> [WHAT THE EXERCISE ASKS]
Would you retype exactly the lines from the one containing "Target: green lawn" through the last line of the records below, and nothing else?
──────────
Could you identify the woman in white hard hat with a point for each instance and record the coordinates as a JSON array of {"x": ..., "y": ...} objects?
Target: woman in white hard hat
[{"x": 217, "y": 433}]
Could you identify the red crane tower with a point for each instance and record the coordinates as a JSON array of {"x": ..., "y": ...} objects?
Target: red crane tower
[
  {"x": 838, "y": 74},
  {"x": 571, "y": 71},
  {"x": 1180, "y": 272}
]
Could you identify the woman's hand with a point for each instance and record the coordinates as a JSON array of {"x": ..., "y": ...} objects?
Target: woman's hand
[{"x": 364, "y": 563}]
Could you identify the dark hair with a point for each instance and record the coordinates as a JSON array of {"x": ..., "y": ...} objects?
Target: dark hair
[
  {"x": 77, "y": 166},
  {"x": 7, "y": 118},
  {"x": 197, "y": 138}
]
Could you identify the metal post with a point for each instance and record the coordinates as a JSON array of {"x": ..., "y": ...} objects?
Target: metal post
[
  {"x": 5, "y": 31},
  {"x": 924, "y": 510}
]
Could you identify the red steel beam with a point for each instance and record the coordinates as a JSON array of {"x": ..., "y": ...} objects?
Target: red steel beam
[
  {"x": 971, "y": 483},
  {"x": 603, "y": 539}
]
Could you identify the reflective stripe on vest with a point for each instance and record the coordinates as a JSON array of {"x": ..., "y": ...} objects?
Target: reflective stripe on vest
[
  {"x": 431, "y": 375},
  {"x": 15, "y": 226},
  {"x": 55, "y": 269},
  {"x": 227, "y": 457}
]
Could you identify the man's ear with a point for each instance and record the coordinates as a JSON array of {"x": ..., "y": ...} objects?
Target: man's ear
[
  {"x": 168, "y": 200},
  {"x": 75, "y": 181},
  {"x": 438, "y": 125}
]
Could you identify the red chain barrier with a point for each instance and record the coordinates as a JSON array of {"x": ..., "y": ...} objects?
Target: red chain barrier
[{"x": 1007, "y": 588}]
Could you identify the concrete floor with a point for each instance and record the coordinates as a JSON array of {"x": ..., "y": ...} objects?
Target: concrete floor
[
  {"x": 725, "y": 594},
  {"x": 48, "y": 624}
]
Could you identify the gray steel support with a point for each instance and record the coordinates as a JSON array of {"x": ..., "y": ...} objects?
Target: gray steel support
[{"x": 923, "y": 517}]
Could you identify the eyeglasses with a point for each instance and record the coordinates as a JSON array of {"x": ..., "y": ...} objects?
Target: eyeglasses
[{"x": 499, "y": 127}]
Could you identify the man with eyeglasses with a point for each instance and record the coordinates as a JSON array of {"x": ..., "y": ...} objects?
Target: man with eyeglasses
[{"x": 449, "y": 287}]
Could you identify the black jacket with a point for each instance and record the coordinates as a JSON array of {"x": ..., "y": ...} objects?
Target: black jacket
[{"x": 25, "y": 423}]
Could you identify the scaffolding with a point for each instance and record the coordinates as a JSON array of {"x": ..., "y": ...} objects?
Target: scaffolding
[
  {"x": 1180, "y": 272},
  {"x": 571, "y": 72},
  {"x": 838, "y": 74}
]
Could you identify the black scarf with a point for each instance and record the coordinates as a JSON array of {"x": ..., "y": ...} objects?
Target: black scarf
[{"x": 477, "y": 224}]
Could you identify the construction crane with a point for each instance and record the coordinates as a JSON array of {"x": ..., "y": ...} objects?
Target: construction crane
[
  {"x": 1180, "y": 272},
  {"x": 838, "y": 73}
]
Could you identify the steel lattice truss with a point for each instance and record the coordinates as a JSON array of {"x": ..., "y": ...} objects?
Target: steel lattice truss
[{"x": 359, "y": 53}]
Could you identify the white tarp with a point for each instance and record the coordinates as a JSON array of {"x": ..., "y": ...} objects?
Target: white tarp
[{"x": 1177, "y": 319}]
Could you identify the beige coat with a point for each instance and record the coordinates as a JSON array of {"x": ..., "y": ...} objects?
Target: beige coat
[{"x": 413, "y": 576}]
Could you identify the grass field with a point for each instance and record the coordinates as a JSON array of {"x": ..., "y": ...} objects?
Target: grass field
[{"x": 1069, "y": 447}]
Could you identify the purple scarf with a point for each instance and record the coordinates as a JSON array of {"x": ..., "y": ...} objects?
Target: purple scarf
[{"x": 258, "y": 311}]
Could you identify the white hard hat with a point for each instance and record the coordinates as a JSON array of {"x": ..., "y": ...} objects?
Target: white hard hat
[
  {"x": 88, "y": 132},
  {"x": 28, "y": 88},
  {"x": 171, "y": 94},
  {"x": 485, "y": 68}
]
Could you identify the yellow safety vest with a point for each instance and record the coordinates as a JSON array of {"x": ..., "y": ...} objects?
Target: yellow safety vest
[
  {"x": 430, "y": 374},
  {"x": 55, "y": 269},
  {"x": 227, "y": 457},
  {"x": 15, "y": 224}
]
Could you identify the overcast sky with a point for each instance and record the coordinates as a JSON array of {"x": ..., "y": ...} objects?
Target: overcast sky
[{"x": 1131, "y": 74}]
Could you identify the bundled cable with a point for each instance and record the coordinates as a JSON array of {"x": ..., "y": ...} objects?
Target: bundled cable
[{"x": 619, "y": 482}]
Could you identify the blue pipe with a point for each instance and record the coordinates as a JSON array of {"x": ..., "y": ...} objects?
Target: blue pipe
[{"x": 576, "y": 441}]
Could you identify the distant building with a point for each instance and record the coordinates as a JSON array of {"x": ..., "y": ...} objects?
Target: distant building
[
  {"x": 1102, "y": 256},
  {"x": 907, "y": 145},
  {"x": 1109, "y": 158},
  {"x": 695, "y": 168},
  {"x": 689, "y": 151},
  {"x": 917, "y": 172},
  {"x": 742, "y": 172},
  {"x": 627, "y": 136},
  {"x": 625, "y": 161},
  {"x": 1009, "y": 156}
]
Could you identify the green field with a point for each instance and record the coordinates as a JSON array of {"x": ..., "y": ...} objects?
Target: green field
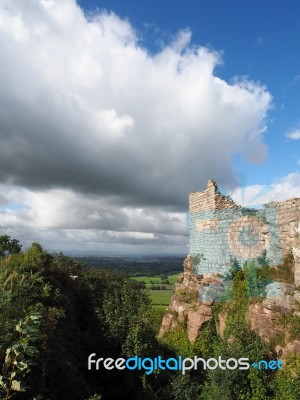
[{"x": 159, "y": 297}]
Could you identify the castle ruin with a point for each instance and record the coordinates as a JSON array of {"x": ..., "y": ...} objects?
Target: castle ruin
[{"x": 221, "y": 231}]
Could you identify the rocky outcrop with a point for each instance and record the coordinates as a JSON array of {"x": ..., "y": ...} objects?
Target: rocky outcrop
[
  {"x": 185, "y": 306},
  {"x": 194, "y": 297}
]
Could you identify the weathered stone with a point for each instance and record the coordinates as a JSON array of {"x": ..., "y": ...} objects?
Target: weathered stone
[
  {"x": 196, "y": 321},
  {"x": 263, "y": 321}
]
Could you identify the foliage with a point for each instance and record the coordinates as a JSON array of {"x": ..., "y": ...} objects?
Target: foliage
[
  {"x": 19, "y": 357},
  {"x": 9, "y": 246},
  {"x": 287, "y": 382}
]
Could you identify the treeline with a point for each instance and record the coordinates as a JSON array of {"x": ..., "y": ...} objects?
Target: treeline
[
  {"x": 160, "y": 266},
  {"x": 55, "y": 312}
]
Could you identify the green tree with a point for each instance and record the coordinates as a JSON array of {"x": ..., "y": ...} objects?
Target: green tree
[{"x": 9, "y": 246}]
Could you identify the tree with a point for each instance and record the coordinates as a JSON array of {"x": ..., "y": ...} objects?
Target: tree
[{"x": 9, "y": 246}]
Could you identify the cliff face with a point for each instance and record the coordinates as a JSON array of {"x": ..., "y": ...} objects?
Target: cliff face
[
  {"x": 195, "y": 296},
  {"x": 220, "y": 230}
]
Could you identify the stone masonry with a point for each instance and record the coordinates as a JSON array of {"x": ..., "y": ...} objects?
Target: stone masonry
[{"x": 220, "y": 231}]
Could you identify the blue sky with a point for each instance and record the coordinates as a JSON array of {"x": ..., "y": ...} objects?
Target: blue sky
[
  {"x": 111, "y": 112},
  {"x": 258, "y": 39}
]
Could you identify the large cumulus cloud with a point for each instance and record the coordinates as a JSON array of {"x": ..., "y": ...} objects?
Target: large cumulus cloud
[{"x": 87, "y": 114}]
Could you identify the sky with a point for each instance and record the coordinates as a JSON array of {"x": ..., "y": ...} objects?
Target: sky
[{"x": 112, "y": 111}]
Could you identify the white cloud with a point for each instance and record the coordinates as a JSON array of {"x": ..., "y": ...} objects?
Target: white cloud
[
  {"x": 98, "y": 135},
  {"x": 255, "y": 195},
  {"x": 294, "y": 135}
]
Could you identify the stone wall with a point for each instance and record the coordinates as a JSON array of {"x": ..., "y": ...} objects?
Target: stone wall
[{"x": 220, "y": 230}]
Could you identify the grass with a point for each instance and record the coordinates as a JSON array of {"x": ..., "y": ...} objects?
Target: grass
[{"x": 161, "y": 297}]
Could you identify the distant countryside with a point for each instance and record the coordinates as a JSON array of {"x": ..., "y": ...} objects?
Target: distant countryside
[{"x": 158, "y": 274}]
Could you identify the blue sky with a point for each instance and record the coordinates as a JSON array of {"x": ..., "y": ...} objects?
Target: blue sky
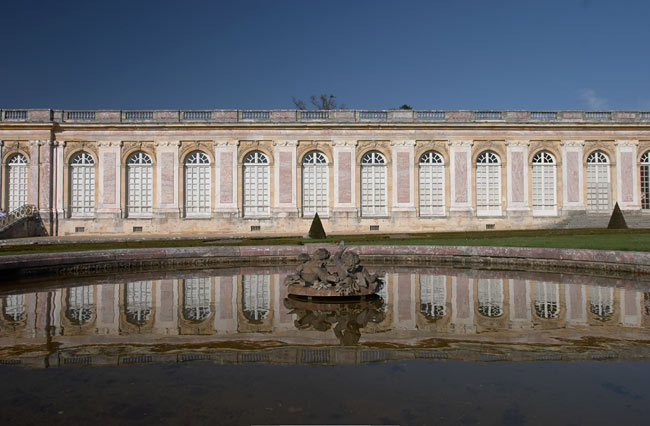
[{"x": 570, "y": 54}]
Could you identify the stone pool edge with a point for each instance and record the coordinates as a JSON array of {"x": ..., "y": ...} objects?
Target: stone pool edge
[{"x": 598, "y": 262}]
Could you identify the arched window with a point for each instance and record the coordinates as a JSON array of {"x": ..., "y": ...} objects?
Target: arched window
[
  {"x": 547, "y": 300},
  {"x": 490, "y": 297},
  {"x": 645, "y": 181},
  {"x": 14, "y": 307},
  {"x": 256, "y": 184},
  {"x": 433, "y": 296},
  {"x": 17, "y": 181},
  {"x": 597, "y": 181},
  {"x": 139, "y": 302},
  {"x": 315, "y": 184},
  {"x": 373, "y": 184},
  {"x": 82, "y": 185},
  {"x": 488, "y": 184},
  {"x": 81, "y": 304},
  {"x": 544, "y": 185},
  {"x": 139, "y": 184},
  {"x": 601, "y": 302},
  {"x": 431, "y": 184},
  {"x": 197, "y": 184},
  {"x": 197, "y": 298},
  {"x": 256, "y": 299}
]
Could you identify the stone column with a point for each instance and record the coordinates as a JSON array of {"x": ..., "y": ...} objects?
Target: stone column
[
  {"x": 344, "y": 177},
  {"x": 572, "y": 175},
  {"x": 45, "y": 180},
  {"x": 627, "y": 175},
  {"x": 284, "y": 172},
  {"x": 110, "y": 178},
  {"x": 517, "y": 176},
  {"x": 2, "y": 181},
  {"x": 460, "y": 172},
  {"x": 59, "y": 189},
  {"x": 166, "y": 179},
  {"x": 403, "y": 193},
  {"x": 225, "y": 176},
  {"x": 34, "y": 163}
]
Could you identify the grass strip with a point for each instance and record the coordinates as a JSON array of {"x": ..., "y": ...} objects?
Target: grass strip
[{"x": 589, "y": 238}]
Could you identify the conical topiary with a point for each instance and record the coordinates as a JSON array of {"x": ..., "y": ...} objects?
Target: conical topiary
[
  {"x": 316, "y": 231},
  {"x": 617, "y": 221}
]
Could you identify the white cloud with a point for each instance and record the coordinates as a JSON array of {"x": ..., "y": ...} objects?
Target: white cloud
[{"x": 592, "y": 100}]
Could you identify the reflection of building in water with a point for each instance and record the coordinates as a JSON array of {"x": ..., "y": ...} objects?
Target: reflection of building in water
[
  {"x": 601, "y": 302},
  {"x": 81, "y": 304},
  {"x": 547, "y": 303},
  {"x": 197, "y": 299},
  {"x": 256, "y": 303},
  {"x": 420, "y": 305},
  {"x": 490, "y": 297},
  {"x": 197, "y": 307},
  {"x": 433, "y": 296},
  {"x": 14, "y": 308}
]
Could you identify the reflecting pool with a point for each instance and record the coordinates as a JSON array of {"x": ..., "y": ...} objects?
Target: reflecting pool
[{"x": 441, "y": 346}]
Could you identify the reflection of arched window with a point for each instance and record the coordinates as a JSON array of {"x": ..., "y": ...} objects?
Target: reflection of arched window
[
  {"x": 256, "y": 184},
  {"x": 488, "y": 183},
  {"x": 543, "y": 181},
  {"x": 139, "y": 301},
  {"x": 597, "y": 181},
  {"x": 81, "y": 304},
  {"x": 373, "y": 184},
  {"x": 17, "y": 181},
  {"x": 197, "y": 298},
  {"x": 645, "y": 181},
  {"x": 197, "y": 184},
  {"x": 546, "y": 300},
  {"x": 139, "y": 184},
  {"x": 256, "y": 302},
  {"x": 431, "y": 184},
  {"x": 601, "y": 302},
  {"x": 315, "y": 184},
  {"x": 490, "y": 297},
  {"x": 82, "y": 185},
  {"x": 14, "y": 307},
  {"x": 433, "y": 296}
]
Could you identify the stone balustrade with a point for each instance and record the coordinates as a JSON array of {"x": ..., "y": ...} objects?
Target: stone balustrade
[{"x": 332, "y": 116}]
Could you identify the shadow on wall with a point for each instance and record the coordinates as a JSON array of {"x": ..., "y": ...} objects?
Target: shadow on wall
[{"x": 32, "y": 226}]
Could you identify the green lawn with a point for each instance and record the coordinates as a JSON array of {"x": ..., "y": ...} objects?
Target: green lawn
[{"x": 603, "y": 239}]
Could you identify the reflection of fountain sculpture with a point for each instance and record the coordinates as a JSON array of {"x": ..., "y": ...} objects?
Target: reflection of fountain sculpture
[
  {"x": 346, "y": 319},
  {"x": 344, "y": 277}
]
──────────
> [EXPECTED ANSWER]
Target: green lawn
[{"x": 603, "y": 239}]
Could you identify the reflection of fountain sculpture with a point for each instance and record the coordinates as a JSON array of {"x": ..., "y": ...} objects?
Target: reflection of fountain sculpture
[
  {"x": 346, "y": 319},
  {"x": 344, "y": 277}
]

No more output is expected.